• [WHAT YOU SHOULD DO] Render the text of all the entries below as a JSON list of strings, with one string for each line and blank lines omitted. Leave the pictures out of the answer.

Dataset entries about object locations
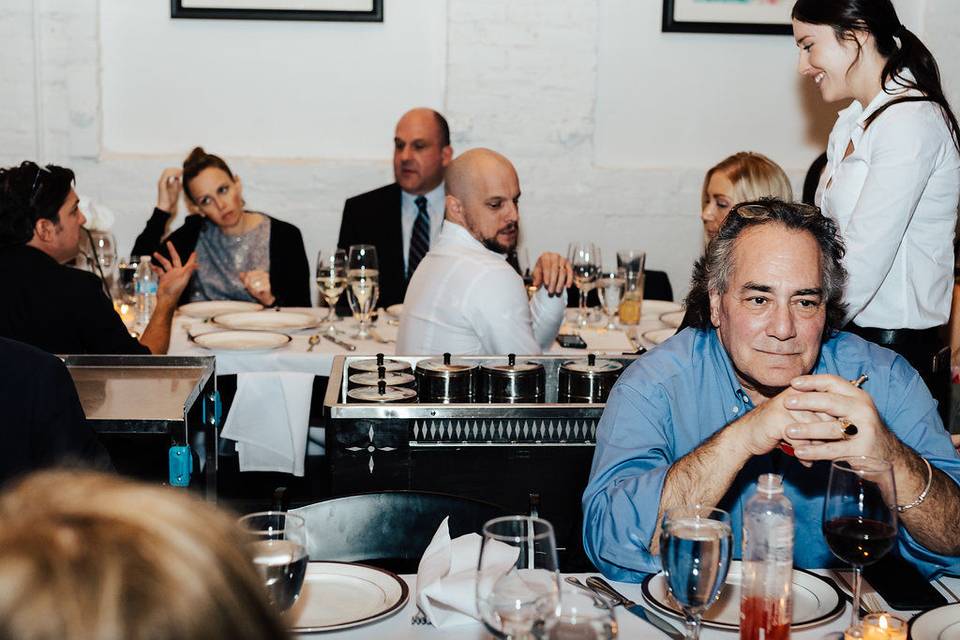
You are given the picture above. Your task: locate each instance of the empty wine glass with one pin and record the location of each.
(518, 582)
(695, 546)
(584, 257)
(860, 515)
(610, 289)
(332, 280)
(278, 546)
(363, 276)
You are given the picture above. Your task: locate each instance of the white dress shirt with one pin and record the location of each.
(409, 212)
(895, 201)
(465, 299)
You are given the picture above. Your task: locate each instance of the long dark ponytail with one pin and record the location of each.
(880, 19)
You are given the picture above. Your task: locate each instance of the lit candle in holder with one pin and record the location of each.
(884, 626)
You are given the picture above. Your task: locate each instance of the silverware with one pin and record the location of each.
(604, 588)
(341, 343)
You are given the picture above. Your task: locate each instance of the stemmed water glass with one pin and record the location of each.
(584, 257)
(278, 546)
(860, 515)
(518, 581)
(610, 289)
(363, 276)
(332, 280)
(695, 546)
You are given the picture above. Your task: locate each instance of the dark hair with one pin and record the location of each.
(444, 129)
(197, 161)
(27, 193)
(712, 272)
(879, 18)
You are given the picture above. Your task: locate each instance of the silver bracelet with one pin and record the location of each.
(923, 494)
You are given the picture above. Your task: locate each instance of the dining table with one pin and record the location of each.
(399, 626)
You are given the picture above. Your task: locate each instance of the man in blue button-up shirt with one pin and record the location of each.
(698, 419)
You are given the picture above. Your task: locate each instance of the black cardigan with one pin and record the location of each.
(289, 269)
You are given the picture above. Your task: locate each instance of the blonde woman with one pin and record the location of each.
(87, 555)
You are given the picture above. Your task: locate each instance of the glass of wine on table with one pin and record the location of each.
(860, 515)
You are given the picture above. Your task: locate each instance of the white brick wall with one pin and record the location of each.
(521, 77)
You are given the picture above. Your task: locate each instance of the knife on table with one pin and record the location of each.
(341, 343)
(604, 588)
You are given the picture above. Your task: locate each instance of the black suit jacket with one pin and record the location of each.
(374, 218)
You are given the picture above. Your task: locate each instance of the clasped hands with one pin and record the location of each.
(810, 415)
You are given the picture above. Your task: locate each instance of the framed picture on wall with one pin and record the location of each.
(728, 16)
(336, 10)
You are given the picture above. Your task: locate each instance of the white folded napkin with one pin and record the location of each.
(269, 419)
(447, 576)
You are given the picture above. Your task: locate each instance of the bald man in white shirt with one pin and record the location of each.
(464, 297)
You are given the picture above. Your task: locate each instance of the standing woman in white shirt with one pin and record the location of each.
(892, 180)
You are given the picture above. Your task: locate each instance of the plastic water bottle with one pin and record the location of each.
(766, 600)
(145, 285)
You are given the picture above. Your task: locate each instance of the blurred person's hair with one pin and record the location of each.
(88, 556)
(198, 161)
(27, 193)
(753, 176)
(714, 270)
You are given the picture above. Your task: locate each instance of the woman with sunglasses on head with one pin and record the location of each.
(892, 179)
(241, 254)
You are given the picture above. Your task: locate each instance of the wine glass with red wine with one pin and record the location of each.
(860, 514)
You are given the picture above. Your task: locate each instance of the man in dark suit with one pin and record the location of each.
(403, 219)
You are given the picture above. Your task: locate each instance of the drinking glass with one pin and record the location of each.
(363, 276)
(518, 582)
(860, 515)
(332, 280)
(695, 546)
(278, 546)
(580, 615)
(610, 289)
(584, 257)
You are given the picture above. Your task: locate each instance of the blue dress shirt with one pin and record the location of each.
(672, 399)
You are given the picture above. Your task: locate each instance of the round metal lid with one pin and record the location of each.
(445, 366)
(392, 378)
(591, 366)
(512, 367)
(381, 393)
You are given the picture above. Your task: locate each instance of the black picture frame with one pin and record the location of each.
(755, 28)
(177, 10)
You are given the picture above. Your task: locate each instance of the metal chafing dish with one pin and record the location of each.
(512, 382)
(446, 380)
(587, 380)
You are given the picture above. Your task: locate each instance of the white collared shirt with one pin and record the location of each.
(895, 201)
(409, 212)
(465, 299)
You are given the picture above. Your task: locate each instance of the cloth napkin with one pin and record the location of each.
(269, 419)
(447, 576)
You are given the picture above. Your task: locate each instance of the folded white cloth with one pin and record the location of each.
(447, 576)
(269, 419)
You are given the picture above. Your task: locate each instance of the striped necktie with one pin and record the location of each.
(420, 238)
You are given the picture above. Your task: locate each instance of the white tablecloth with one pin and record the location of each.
(398, 627)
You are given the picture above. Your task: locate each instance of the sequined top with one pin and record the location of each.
(221, 258)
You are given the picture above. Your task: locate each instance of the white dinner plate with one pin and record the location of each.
(395, 310)
(942, 623)
(672, 318)
(266, 320)
(241, 340)
(816, 600)
(209, 308)
(340, 595)
(657, 336)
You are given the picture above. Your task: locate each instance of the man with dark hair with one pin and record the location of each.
(699, 418)
(54, 307)
(43, 423)
(402, 220)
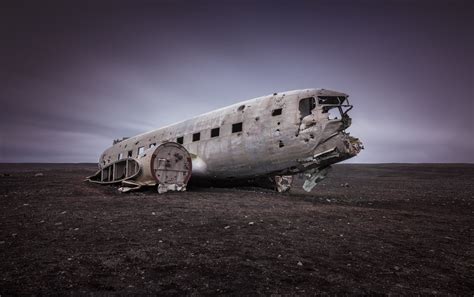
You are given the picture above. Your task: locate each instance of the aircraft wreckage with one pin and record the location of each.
(270, 138)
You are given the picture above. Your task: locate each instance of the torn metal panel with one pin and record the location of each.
(280, 134)
(167, 166)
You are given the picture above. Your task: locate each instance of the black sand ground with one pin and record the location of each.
(393, 229)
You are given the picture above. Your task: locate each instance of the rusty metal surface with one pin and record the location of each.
(276, 135)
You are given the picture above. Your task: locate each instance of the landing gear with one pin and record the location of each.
(314, 176)
(283, 183)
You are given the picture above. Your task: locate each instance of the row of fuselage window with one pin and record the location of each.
(196, 137)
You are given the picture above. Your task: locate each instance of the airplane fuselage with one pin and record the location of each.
(269, 135)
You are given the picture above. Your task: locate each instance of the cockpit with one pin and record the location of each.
(330, 108)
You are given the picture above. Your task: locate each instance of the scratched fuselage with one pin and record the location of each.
(282, 133)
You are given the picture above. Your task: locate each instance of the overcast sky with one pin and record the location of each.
(77, 74)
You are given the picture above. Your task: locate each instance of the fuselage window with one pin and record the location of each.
(215, 132)
(306, 106)
(276, 112)
(236, 127)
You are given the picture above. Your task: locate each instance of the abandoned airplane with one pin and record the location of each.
(272, 137)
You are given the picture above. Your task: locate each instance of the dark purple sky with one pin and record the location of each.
(77, 74)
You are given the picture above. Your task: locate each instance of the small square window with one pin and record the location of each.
(215, 132)
(236, 127)
(276, 112)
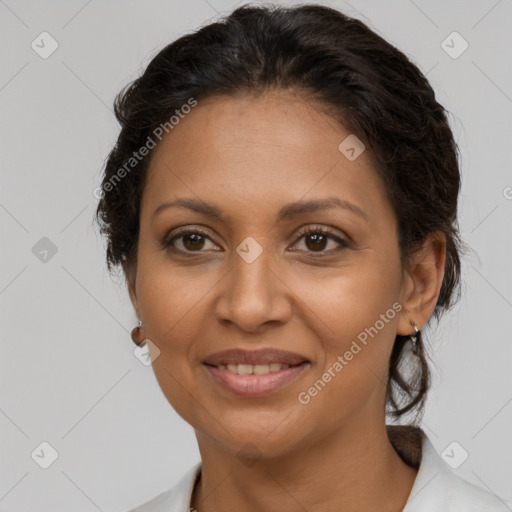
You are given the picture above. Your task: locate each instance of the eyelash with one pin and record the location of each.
(168, 242)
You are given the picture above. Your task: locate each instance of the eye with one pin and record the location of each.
(316, 238)
(192, 240)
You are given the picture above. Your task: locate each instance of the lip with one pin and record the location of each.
(261, 356)
(253, 386)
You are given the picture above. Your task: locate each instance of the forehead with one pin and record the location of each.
(262, 150)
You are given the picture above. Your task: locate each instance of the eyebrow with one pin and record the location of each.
(286, 212)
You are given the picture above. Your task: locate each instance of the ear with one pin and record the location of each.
(421, 283)
(130, 275)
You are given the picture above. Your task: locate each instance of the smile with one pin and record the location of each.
(253, 381)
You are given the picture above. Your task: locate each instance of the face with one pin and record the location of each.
(251, 277)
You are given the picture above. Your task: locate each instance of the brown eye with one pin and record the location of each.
(190, 240)
(316, 240)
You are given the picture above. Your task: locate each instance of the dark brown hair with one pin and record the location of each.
(364, 82)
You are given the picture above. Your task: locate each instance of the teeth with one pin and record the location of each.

• [SOLUTION]
[
  "You are given the picture above. Your task: locate each instance of the empty wine glass with one pin and record the location of each.",
  "(518, 582)",
  "(695, 546)",
  "(584, 257)",
  "(860, 515)",
  "(610, 289)",
  "(332, 280)",
  "(278, 546)",
  "(363, 276)",
  "You are given the picture above. Your task: locate each instance of the white dress shirt with one pin and record the location of each.",
  "(409, 212)",
  "(895, 201)",
  "(465, 299)",
  "You are given the picture above. Your task: locate each instance of the long dark ponytail with one pin and record the location of each.",
  "(880, 19)",
  "You are given the picture above. Your task: locate each instance of the lit candle in holder with one pin and record the location of each.",
  "(884, 626)",
  "You are given the picture above. Your task: locate each instance of the silverware with one pin and record the location of each.",
  "(604, 588)",
  "(341, 343)",
  "You are given the picture above. Your task: locate each instance of the stemmed water glass with one pin and record the location of each.",
  "(584, 257)",
  "(278, 546)",
  "(860, 515)",
  "(518, 581)",
  "(610, 289)",
  "(363, 276)",
  "(332, 280)",
  "(695, 546)",
  "You are given the picture above. Your task: locate each instance of the dark hair with one pin and record the location of each.",
  "(444, 129)",
  "(197, 161)",
  "(27, 193)",
  "(712, 272)",
  "(879, 18)",
  "You are given the picture above. Your task: locate each instance of the silver bracelet with one pin and record the location of each.",
  "(923, 494)",
  "You are given the picture above. Your task: locate each instance of the dining table with one pin and record the location of each.",
  "(399, 626)",
  "You are given the picture above. Your task: locate each instance of the man in blue button-up shirt with one pin and record the location of each.",
  "(698, 419)",
  "You are given the picture above. Your task: locate each instance of the black cardigan with one pin and record the location of each.",
  "(289, 269)",
  "You are given the picture above. Your task: locate each instance of the blonde woman with one pin and record the location of each.",
  "(87, 555)",
  "You are given the picture above. Your task: locate each instance of the glass of wine on table with one pin and record the location of each.",
  "(860, 515)",
  "You are given the picture above. Your task: locate each instance of the white brick wall with one pin and record the location of each.",
  "(521, 77)",
  "You are given the picture above. Your task: locate each instance of the knife on table with one pin and record the location of each.",
  "(341, 343)",
  "(604, 588)",
  "You are given the picture above. Your task: locate each instance of the black suit jacket with one pin and record the location of each.",
  "(374, 218)",
  "You are given the picture above. Your task: locate each instance of the clasped hands with one pin and record the location of each.",
  "(810, 415)",
  "You are given the picture above. Your task: locate each instance of the framed picture on wall with one pin and record the location of each.",
  "(728, 16)",
  "(336, 10)",
  "You are given the picture above. Your task: locate each instance of the white folded napkin with one pin and record the location of each.",
  "(269, 419)",
  "(447, 576)",
  "You are given the picture above. Your task: locate each instance of the bald man in white shirt with one pin and record the location of each.",
  "(464, 297)",
  "You are given the picture above. Your task: locate each instance of the standing woman in white shirt with one pin and record the location of each.",
  "(892, 180)",
  "You are given the picture above. Your task: locate each instance of the plastic water bottle with one pin and record the location of each.",
  "(766, 600)",
  "(145, 285)",
  "You are given the picture above. Your task: locate each instance of the blurred person's hair with one pin and record the location of each.",
  "(88, 556)",
  "(198, 161)",
  "(27, 193)",
  "(753, 176)",
  "(714, 270)",
  "You are given the picture above. Your task: locate each instance of the woman with sunglasses on head with one pin and record the location of each.",
  "(892, 179)",
  "(241, 254)",
  "You are given the picture above. Your task: locate each instance of the wine glass with red wine with one pin and record the location of each.",
  "(860, 514)",
  "You are given the picture above. Your task: locate each instance of the man in dark suit with one pin and record the location of each.",
  "(403, 219)",
  "You are given the picture above. Your task: locate each instance of the drinking glass with one pin and record the location of each.",
  "(363, 276)",
  "(518, 582)",
  "(860, 515)",
  "(332, 280)",
  "(695, 546)",
  "(278, 546)",
  "(580, 615)",
  "(610, 289)",
  "(584, 257)",
  "You are given the picture above. Your task: locate each instance of the blue dress shirt with one pin and record the location of each.",
  "(672, 399)",
  "You are given the picture above. Your task: locate each instance of the round metal lid with one pin and record the location of each.",
  "(445, 366)",
  "(392, 378)",
  "(591, 366)",
  "(512, 367)",
  "(381, 393)",
  "You are given the picture above. Your task: locate each instance of the black picture frame with one pin and record the location of each.",
  "(755, 28)",
  "(177, 10)",
  "You are given the picture above. Your task: locate each instance of the metal chafing dish with one pin and record the location of each.",
  "(512, 382)",
  "(446, 380)",
  "(587, 380)",
  "You are given the picture above. Your task: locate each instance of the white collared shirt with one pin and record the location of each.",
  "(895, 201)",
  "(409, 212)",
  "(465, 299)",
  "You are given the picture above. Your task: locate each instance of the cloth napkin with one pin and record the location of each.",
  "(269, 419)",
  "(447, 576)",
  "You are given the picture above. Your task: locate each instance of the folded white cloth with one pin and record the location of each.",
  "(447, 576)",
  "(269, 419)",
  "You are given the picture above. Your task: locate each instance of the striped necktie with one pin and record the location of each.",
  "(420, 238)",
  "You are given the picture above. Your task: locate each instance of the white tablecloth with one pin and record the location of each.",
  "(398, 627)",
  "You are given the picture above. Your task: locate each instance of the sequined top with one pin and record the location of each.",
  "(221, 258)",
  "You are given the picture above. Your task: locate each instance of the white dinner plate with one pin and record the location of each.",
  "(395, 310)",
  "(942, 623)",
  "(672, 318)",
  "(266, 320)",
  "(241, 340)",
  "(816, 600)",
  "(209, 308)",
  "(340, 595)",
  "(657, 336)",
  "You are given the picture above. Your task: locate each instance of the man with dark hair with one pin and record the location of each.",
  "(699, 418)",
  "(54, 307)",
  "(43, 423)",
  "(402, 220)",
  "You are given the picture above. Your task: locate each instance of the aircraft wreckage with one pin and record the location of each.",
  "(270, 138)",
  "You are given the picture above. Your task: locate each instance of the torn metal panel with one pin and record the location of each.",
  "(280, 134)",
  "(167, 166)",
  "You are given the picture above. Your task: locate each instance of the black sand ground with one pin and record the location of each.",
  "(393, 229)",
  "You are given the picture above. Your task: locate each instance of the rusty metal surface with one pin and record the location of each.",
  "(276, 135)",
  "You are given the picture above. Your task: locate each instance of the landing gear with one pin and record the location of each.",
  "(314, 176)",
  "(283, 183)",
  "You are given the picture above. Your task: locate each instance of the row of fuselage window with one pin and record the location of each.",
  "(196, 137)",
  "You are given the picture above. Your task: locate each instance of the airplane fuselage with one pin and record the location of each.",
  "(269, 135)",
  "You are given the picture above. Your task: locate each instance of the cockpit with one pin and record the location of each.",
  "(330, 108)",
  "You are given the picture above. Your task: locate each instance of the scratched fuselage with one pin and record the location of each.",
  "(282, 133)",
  "You are given the picture above. Your task: locate each instance of the overcast sky with one pin and record the location of each.",
  "(77, 74)",
  "You are given the picture above. Your task: locate each instance of the fuselage window with one pin and record the location of each.",
  "(215, 132)",
  "(306, 106)",
  "(276, 112)",
  "(236, 127)",
  "You are given the picture above. Your task: locate each instance of the abandoned airplane with one pin and record the location of each.",
  "(272, 137)",
  "You are given the picture above. Your task: locate each instance of the dark purple sky with one pin and record the location of each.",
  "(77, 74)",
  "You are given the picture above. Your task: locate each instance of the small square window with one pin and record the location of each.",
  "(215, 132)",
  "(236, 127)",
  "(276, 112)",
  "You are given the picture above. Your task: locate each instance of the eyelash with one pin and record the location of each.",
  "(168, 242)",
  "You are given the picture above. Your task: locate each instance of the eye with one pin and record the location of each.",
  "(316, 238)",
  "(192, 240)",
  "You are given the picture above. Your task: locate each instance of the lip with one pin and record the location of each.",
  "(261, 356)",
  "(253, 386)",
  "You are given the picture above. Your task: locate each instance of the forehead with one pin and record the location of each.",
  "(262, 150)",
  "You are given the picture above. Your task: locate each instance of the eyebrow with one pin and record the location of each.",
  "(286, 212)",
  "You are given the picture above. Your task: locate each instance of the ear with one pin and record the location of each.",
  "(421, 283)",
  "(130, 275)",
  "You are given the picture above. Your task: locate each instance of the smile with one pin and record the location of each.",
  "(253, 381)",
  "You are given the picture above. Your task: locate each instance of the face with one pin and record the location of each.",
  "(251, 277)",
  "You are given the picture above. Your task: locate each instance of the brown eye with one pin and record the location of each.",
  "(190, 240)",
  "(316, 240)",
  "You are given the picture above. Your task: locate each instance of the dark brown hair with one pin and record the location of each.",
  "(364, 82)",
  "You are given the picture above. Your task: locate each instance of the teeth with one pin and record the location of each."
]